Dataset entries
═══

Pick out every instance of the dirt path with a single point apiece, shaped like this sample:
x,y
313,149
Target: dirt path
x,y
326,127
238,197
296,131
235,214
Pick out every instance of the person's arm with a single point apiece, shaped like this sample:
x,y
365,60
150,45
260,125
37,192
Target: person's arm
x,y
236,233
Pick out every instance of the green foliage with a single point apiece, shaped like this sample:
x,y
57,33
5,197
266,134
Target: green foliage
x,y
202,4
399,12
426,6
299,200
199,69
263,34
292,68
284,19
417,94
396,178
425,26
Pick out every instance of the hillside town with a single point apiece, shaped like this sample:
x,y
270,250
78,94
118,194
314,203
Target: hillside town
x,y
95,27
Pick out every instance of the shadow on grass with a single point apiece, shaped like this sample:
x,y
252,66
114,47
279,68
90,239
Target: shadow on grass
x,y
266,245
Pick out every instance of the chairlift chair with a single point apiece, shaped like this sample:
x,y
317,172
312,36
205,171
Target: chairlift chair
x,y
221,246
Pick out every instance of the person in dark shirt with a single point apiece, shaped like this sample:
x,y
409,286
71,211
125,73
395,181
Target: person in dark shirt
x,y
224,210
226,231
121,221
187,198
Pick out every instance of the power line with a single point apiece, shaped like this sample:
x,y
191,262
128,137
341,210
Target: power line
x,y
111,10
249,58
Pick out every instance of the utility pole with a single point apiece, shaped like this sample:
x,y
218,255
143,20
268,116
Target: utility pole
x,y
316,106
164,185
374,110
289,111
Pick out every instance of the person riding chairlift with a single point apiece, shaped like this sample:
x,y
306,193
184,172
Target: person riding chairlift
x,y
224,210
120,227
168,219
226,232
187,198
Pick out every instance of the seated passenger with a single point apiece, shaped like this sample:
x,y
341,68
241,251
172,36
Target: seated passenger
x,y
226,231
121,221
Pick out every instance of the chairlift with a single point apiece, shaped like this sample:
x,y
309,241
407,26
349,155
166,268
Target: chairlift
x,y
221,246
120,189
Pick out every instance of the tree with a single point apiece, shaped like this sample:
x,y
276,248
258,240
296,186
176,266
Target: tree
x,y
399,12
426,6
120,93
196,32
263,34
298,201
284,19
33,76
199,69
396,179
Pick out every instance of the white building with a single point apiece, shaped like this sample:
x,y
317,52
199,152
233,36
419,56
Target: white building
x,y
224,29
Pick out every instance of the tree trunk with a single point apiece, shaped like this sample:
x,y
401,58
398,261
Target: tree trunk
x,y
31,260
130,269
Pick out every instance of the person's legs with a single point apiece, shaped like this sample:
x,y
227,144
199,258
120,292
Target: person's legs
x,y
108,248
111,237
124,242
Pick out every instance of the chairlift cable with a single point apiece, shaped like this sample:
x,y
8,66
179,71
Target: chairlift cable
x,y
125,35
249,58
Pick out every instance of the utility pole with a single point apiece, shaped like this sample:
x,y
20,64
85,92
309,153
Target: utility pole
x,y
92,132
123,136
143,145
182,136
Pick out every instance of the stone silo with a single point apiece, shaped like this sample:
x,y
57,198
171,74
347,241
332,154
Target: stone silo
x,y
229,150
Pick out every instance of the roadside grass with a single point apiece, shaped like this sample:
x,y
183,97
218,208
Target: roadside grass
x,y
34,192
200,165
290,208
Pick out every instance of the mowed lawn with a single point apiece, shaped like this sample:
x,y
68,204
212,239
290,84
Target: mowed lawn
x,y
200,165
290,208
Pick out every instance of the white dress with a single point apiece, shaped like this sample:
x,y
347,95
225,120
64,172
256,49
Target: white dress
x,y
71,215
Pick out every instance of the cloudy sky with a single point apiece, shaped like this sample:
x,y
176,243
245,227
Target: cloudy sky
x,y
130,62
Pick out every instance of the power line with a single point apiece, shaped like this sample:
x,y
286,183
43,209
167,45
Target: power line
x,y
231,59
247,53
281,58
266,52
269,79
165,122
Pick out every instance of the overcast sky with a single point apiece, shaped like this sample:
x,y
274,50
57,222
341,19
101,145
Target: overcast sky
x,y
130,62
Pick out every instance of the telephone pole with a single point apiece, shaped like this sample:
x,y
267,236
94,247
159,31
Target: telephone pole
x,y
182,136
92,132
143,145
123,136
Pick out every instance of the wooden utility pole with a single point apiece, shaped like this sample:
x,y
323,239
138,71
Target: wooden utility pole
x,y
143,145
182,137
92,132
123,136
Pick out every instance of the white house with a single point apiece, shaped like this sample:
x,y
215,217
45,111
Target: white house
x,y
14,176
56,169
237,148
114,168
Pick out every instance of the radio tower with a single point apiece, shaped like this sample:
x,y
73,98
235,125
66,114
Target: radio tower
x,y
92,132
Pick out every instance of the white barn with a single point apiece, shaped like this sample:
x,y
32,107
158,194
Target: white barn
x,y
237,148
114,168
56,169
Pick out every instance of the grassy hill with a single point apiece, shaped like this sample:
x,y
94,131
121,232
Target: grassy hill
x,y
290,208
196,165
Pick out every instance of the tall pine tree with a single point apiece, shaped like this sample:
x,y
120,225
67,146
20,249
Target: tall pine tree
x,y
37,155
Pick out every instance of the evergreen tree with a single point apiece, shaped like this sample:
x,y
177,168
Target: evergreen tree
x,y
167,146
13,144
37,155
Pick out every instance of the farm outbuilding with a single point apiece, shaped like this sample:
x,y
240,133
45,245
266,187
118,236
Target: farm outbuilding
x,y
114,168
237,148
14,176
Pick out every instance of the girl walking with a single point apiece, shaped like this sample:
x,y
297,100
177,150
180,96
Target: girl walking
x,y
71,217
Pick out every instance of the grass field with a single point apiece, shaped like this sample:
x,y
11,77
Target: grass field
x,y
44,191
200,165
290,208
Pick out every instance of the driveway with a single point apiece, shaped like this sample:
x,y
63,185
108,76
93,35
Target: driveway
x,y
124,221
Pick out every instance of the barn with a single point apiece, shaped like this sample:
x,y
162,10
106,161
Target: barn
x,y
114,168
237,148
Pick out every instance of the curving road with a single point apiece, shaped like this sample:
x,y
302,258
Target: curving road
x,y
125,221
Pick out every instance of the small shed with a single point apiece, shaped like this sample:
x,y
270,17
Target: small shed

═══

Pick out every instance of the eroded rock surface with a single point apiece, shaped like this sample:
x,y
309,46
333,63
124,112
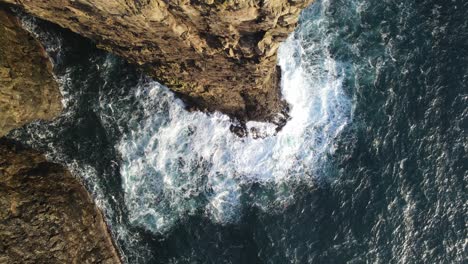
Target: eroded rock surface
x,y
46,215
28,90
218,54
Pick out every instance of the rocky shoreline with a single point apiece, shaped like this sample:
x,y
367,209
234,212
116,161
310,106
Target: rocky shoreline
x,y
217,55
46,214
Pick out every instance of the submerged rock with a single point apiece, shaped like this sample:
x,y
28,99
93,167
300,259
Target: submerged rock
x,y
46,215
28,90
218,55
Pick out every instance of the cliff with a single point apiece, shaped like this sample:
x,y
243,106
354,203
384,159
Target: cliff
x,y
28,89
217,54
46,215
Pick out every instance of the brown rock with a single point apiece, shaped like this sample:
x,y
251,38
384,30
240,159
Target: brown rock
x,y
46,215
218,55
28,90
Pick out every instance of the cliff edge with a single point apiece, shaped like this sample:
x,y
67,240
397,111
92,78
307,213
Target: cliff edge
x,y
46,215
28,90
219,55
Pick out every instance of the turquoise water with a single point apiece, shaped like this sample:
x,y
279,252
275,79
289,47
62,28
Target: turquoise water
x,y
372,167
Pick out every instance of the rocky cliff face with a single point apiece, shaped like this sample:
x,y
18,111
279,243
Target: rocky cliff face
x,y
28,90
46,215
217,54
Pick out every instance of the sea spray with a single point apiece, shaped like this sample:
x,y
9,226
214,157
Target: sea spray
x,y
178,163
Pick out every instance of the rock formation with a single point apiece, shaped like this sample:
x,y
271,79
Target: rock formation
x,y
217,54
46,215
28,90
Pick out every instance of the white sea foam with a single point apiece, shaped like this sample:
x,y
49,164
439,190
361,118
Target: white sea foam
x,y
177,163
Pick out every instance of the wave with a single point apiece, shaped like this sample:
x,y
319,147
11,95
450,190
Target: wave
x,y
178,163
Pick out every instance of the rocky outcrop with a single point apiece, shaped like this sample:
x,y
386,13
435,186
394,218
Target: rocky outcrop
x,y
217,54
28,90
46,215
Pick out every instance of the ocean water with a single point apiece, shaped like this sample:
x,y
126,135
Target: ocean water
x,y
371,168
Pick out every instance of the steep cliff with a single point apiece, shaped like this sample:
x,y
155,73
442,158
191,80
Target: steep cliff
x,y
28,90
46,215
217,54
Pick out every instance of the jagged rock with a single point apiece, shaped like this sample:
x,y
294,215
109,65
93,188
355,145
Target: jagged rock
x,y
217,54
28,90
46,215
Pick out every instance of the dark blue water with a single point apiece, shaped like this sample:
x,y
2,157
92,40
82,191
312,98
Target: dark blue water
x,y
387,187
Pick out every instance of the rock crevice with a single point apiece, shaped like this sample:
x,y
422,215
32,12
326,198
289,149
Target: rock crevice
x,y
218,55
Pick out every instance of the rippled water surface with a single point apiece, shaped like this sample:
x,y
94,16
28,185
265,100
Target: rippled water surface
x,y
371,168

═══

- **WHAT IS EXPECTED**
Filter the entries down to the lines with the word "small" in them, and copy those lines.

- **EXPECTED ANSWER**
Pick out every instance of the small shed with a single point apiece, shaped like this sample:
Target: small shed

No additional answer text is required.